# Developing a Character-Based Neural Language Model
* A language model predicts the next word in the sequence based on the specific words that have come before it in the sequence.

## 1. Data Preparation


### 1.1 Load Text

In [1]:
# load doc into memory
def load_doc(filename):
    # open the file as read only
    file = open(filename,'r')
    # read all text
    text = file.read()
    # close the file
    file.close()
    return text

In [2]:
raw_text = load_doc('rhyme.txt')
print(raw_text)

Sing a song of sixpence,
A pocket full of rye.
Four and twenty blackbirds,
Baked in a pie.
When the pie was opened
The birds began to sing;
Wasn ' t that a dainty dish,
To set before the king.
The king was in his counting house,
Counting out his money;
The queen was in the parlour,
Eating bread and honey.
The maid was in the garden,
Hanging out the clothes,
When down came a blackbird
And pecked off her nose.



### 1.2 Clean Text

In [3]:
# clean
tokens = raw_text.split()
raw_text = ' '.join(tokens)

RECORD EXTRACTS>
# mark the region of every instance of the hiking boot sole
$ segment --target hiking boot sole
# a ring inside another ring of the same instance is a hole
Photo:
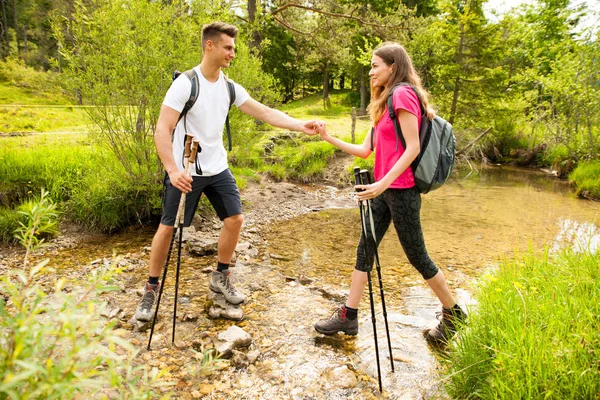
[[[356,336],[358,335],[358,328],[356,329],[350,329],[350,330],[344,330],[344,329],[333,329],[333,330],[326,330],[326,329],[321,329],[321,328],[317,328],[315,326],[315,330],[323,335],[327,335],[327,336],[331,336],[331,335],[335,335],[338,332],[342,332],[345,333],[348,336]]]
[[[223,297],[225,297],[225,300],[227,300],[227,302],[228,302],[229,304],[233,304],[234,306],[237,306],[238,304],[242,304],[242,303],[244,302],[244,300],[246,300],[246,299],[242,299],[242,300],[238,300],[238,301],[231,301],[231,300],[229,300],[229,299],[227,298],[227,296],[225,295],[225,293],[223,293],[223,292],[221,291],[221,289],[219,289],[218,287],[214,287],[214,286],[212,285],[212,282],[208,284],[208,288],[209,288],[210,290],[212,290],[214,293],[219,293],[219,294],[222,294],[222,295],[223,295]]]

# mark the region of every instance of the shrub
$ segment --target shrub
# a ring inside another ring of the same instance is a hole
[[[447,359],[452,398],[593,399],[600,393],[600,255],[505,261]]]
[[[95,270],[77,295],[62,292],[64,279],[46,293],[36,279],[49,260],[29,267],[28,255],[43,242],[37,232],[52,230],[54,205],[42,192],[24,214],[17,233],[26,249],[23,266],[1,279],[0,398],[95,398],[111,389],[123,398],[150,398],[148,375],[127,362],[135,349],[97,317],[102,306],[93,294],[114,290],[109,284],[118,270]]]
[[[569,175],[578,196],[600,199],[600,161],[581,163]]]

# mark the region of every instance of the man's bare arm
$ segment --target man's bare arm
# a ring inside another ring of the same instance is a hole
[[[187,193],[192,190],[192,178],[177,168],[177,164],[173,159],[173,144],[171,143],[171,132],[177,124],[179,114],[179,111],[165,105],[160,108],[160,115],[154,132],[154,143],[156,144],[158,157],[169,174],[171,184]]]

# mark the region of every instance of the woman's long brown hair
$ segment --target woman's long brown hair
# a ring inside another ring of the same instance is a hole
[[[427,116],[432,119],[435,114],[433,109],[429,107],[429,95],[423,88],[421,78],[417,74],[417,71],[415,71],[412,60],[404,47],[399,43],[386,42],[378,47],[373,54],[381,58],[388,66],[394,66],[385,86],[373,87],[371,81],[371,103],[367,107],[367,110],[371,116],[371,121],[373,121],[373,126],[383,116],[390,90],[398,83],[409,83],[417,89],[423,102],[423,108],[425,108]]]

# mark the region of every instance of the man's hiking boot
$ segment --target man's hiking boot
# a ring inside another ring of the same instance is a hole
[[[317,332],[323,335],[334,335],[338,332],[344,332],[346,335],[358,334],[358,318],[351,320],[346,317],[346,307],[341,306],[336,309],[331,317],[322,319],[315,324]]]
[[[135,310],[135,319],[138,321],[150,321],[152,317],[154,317],[154,309],[156,308],[159,290],[160,283],[157,285],[151,285],[146,282],[142,301],[140,302],[137,310]]]
[[[246,300],[246,296],[238,292],[231,283],[229,272],[222,273],[219,271],[213,271],[208,287],[215,293],[223,294],[223,296],[225,296],[225,300],[233,305],[243,303],[244,300]]]
[[[446,344],[456,333],[459,324],[467,320],[467,314],[456,304],[452,309],[442,307],[442,311],[436,314],[440,323],[433,329],[425,329],[423,336],[432,344]]]

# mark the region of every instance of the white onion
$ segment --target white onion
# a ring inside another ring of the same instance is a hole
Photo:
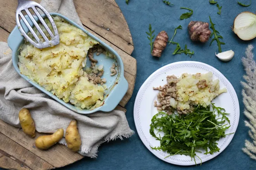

WORK TO COMPLETE>
(a) Count the lines of the records that contain the string "brown", treating uppercase and lowercase as different, and give only that number.
(b) Write the next part of the character-based language model tutorial, starting after the last line shown.

SET OF ANSWERS>
(a) 2

(b)
### 1.3 Create Sequences

In [4]:
# organize into sequences of characters

length = 10
sequences = list()
for i in range(length,len(raw_text)):
    # select sequence of tokens
    seq = raw_text[i-length:i+1]
    # store
    sequences.append(seq)
print('Total Sequences: %d' %len(sequences))

Total Sequences: 401


### 1.4 Save Sequences

In [5]:
# save tokens to file one dialog per line
def save_doc(lines,filename):
    data = '\n'.join(lines)
    file = open(filename,'w')
    file.write(data)
    file.close()

In [6]:
# save sequence to file
out_filename = 'char_sequences.txt'
save_doc(sequences,out_filename)

## 2. Train Language Model

### 2.1 Load Data

In [7]:
# load doc into memory
def load_doc(filename):
    # open the file as read only
    file = open(filename,'r')
    # read all text
    text = file.read()
    # close the file
    file.close()
    return text

# load
in_filename = 'char_sequences.txt'
raw_text = load_doc(in_filename)
lines = raw_text.split('\n')

### 2.2 Encode Sequences
* The sequences of characters must be encoded as integers.

In [9]:
chars = sorted(list(set(raw_text)))
mapping = dict((c,i) for i, c in enumerate(chars))

In [10]:
sequences = list()
for line in lines:
    # integer encode line
    encoded_seq = [mapping[char] for char in line]
    # store
    sequences.append(encoded_seq)



In [11]:
# vocabulary size
vocab_size = len(mapping)
print('Vocabulary Size: %d' %vocab_size)

Vocabulary Size: 38


### 2.3 Split Inputs and Output

In [13]:
from numpy import array
sequences = array(sequences)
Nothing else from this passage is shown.